Required task A>
Using the review of Ali below, decide whether each statement agrees with it, answering yes or no and quoting the words that settle it: (i) The review calls Mann's style subtle, meticulous and poignant. (ii) The review describes the opening bout against Sonny Liston as poorly filmed. (iii) The reviewer wondered when the film would end because of not enjoying it.

* START Document passage *

Michael Mann's Ali can most accurately be called flimsy. It had great potential but unfortunately fell victim to the Pearl Harbor Syndrome. Without being too critical, one could have easily enjoyed that film as a simple love story. But with its inclusion of assorted story angles, such as the Cuba Gooding, Jr. character, it made the audience lose focus of what was important. Was it a love story? Was it a war story with some love? Was this about heroes? The director has to be able to lead the audience somewhere. This doesn't necessarily mean you need a introduction and conclusion, as we're taught in the eighth grade. It means giving the audience a reason to care.

Mann's style is subtle, meticulous and poignant. With a smooth opening to Sam Cooke's melodies followed by a beautifully filmed bout against Sonny Liston, it seemed like Ali was going for gold. That is, until, the wheel started showing its many spokes. Not only was I a bit disappointed by Mario Van Peebles' overdramatized Malcolm X, I also didn't understand why there was such a big emphasis on his character. Along with that, there are several other substories with no rhyme or reason for the amount of screen time they each received. For example, I understand Ali had three women in his life in the ten years that unfold in the film, but there was no reason to give each one of them ten to twenty minutes of screentime. Due to this, the film never seems to have a direction. As a viewer, I kept on wondering, "When is this going to end?" This wasn't necessarily because I didn't enjoy the film, but rather because it failed to give me reasons to continue watching it. Not only that, these scenes tended drag on only to lead to no sort of conclusion upon the topic.

* END Document passage *

Required task B>
Recast the rows of the Records below as a Markdown table with the columns Number and Row text, starting with the line containing "Could you point at the textured" and going on through the end of the Records. Skip blank lines and leave the pictures out.

* START Records for the task *

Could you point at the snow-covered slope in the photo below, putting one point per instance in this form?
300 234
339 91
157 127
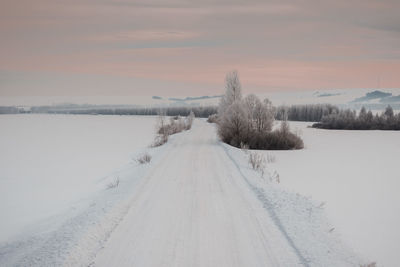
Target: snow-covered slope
196 204
356 174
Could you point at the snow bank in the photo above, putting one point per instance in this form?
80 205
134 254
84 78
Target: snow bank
302 220
54 177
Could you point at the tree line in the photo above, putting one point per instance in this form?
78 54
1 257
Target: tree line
310 112
248 121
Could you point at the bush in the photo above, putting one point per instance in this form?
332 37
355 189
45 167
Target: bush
249 121
114 183
212 118
175 125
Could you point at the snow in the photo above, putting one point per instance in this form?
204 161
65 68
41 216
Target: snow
60 158
197 203
356 174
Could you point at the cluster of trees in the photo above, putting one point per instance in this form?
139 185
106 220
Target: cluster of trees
248 121
176 124
349 120
200 112
313 112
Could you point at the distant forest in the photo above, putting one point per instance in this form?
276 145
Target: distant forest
200 112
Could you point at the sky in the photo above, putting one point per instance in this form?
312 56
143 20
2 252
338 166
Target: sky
171 47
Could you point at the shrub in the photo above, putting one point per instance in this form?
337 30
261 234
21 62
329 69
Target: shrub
348 120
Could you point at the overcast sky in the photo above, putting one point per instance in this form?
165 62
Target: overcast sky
170 47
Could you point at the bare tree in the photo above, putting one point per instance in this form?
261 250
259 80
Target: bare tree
233 91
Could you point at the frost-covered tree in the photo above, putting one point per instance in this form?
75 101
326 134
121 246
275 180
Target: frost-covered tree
233 125
389 112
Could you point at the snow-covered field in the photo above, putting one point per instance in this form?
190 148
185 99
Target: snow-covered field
357 174
49 162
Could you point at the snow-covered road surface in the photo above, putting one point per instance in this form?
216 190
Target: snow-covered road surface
195 209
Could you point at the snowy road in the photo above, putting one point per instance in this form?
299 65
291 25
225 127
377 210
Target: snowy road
196 209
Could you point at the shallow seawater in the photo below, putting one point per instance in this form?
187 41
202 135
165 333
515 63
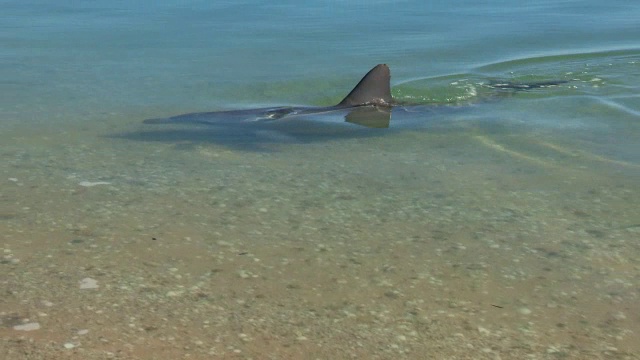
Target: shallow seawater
485 224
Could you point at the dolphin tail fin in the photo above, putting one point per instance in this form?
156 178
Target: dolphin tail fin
373 89
158 121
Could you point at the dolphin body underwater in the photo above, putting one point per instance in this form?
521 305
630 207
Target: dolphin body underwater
369 105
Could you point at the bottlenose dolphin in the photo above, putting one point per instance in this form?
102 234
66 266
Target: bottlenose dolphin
368 105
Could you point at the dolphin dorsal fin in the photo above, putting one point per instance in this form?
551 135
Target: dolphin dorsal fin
374 88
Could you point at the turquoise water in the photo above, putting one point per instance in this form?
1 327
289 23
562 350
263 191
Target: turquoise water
487 226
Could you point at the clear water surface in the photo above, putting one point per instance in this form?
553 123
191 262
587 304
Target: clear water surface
487 227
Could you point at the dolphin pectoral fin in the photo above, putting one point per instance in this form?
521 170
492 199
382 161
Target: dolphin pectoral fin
373 88
370 116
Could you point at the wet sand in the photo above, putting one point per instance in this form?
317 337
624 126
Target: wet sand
414 246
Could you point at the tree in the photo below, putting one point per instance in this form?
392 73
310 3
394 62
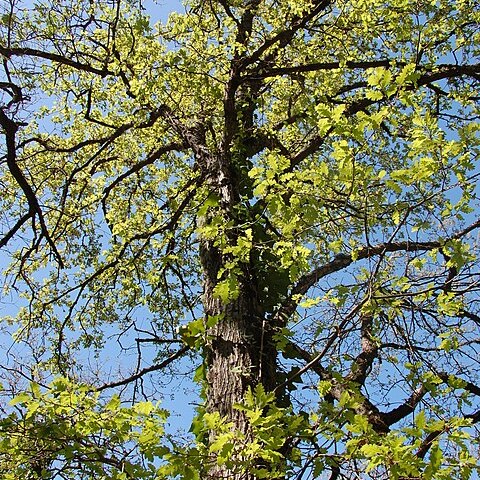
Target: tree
282 193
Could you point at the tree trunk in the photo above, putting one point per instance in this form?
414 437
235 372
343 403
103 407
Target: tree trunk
240 353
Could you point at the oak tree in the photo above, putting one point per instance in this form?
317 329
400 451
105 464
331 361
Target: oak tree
276 199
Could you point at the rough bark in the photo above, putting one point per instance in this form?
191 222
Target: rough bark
240 352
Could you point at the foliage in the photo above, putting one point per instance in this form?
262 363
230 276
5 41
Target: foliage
275 199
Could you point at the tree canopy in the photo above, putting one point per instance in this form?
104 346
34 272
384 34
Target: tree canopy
273 203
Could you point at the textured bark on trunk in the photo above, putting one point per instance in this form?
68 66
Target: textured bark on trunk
240 352
239 355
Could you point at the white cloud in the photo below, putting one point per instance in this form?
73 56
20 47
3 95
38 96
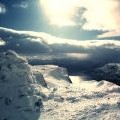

* END Records for the task *

Task result A>
(i) Yes: "Mann's style is subtle, meticulous and poignant."
(ii) No: "a beautifully filmed bout against Sonny Liston"
(iii) No: "This wasn't necessarily because I didn't enjoy the film, but rather because it failed to give me reasons to continue watching it."

Task result B>
| Number | Row text |
|---|---|
| 1 | Could you point at the textured bark on trunk in the photo above, putting one point per instance in this form? |
| 2 | 68 66 |
| 3 | Target: textured bark on trunk |
| 4 | 240 352 |
| 5 | 239 355 |
| 6 | Could you point at the white cloud in the photo below, putting one point per instance in this form? |
| 7 | 73 56 |
| 8 | 20 47 |
| 9 | 3 95 |
| 10 | 38 96 |